### TEXT
►

If the adage "when General Motors sneezes, America catches a cold" is true, the world's economic powerhouse is in danger of going down with pneumonia.

The vultures are gathering over the world's biggest carmaker amid predictions that its sales this month have slumped to a 25-year low.

One estimate has it that registrations have slumped by 26 per cent, which, if true, would give GM a fifth share of the US market, the lowest for more than 20 years.

The fact that the group has notched up record losses of just over £2 billion so far this year is fuelling rumours that one of the greatest icons of American manufacturing is about to file for Chaper 11, that section of the US bankruptcy laws that allows a corporation protection from its creditors while it strives to rebuild its finances.

GM denies that it is bust: but its problems sure are legion.

Not only have sales fallen off a cliff - thanks in part to the seeming end of Americans' love affair with gas-guzzling SUVs, a staple of the US automotive industry - the group is also staggering under the massive £94 billion deadweight of the healthcare and pension liabilities it owes its employees.

On top of that, the Securities and Exchange Commission (Wall Street's rottweiler of a watchdog that makes our own Financial Services Authority look like a chihuahua) is delving deeply into GM's books.

And just to add to the humiliation, Toyota, already the world's most profitable automotive group, is set to overtake GM as the global leader in terms of volumes.

Unfortunately it is obvious that GM does not have a "get out of jail" card up its sleeve in the form of new models that could conceivably help it rebuild its customer base.

◄

### TASK LIST
1 - Copy the article on General Motors word for word from "One estimate has" to "owes its employees.".
2 - Pick up the article on General Motors after its last sentence and continue writing it.
The entries after the article on General Motors come from a different source.

### PROVIDED INFORMATION
►

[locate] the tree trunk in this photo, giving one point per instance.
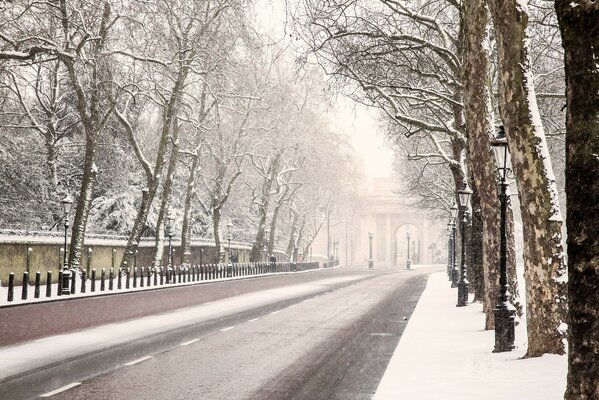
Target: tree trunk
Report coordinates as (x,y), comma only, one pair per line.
(167,194)
(216,232)
(273,227)
(265,197)
(579,27)
(475,256)
(91,109)
(84,200)
(479,122)
(152,176)
(543,252)
(186,229)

◄

### EXPECTED RESPONSES
1 -
One estimate has it that registrations have slumped by 26 per cent, which, if true, would give GM a fifth share of the US market, the lowest for more than 20 years.

The fact that the group has notched up record losses of just over £2 billion so far this year is fuelling rumours that one of the greatest icons of American manufacturing is about to file for Chaper 11, that section of the US bankruptcy laws that allows a corporation protection from its creditors while it strives to rebuild its finances.

GM denies that it is bust: but its problems sure are legion.

Not only have sales fallen off a cliff - thanks in part to the seeming end of Americans' love affair with gas-guzzling SUVs, a staple of the US automotive industry - the group is also staggering under the massive £94 billion deadweight of the healthcare and pension liabilities it owes its employees.

2 -
It is working on a new generation of so-called Crossover vehicles - motors that have the interior space and off-road capacity of SUVs but which are built on car chassis rather than truck underpinnings.

Problem is, so is everybody else who counts in the American market: Ford, Daimler-Chrysler and Toyota.

The possiblity that the greatest carmaker the world has ever known might, just might, go under shows just how radically the global automotive industry is changing.

And it makes one think that the predication by the late Alex Trotman, the Brit who made it to the top of the Ford tree, that ultimately there will be just six car companies left in the world, two in the US, two in Europe and two in the Far East, could be coming true.

Some in Britain may be thinking we swallowed our own bitter medicine when MG Rover finally rolled over and died in April.

If so, they should think again. GM's woes could ultimately hit Vauxhall in Britain and Adam Opel in Germany.

Throw in Jaguar's, Land Rover's and Aston Martin's exposure to Ford's own pretty dire financial straights and we might soon have to start reaching for the aspirin on this side of the Atlantic.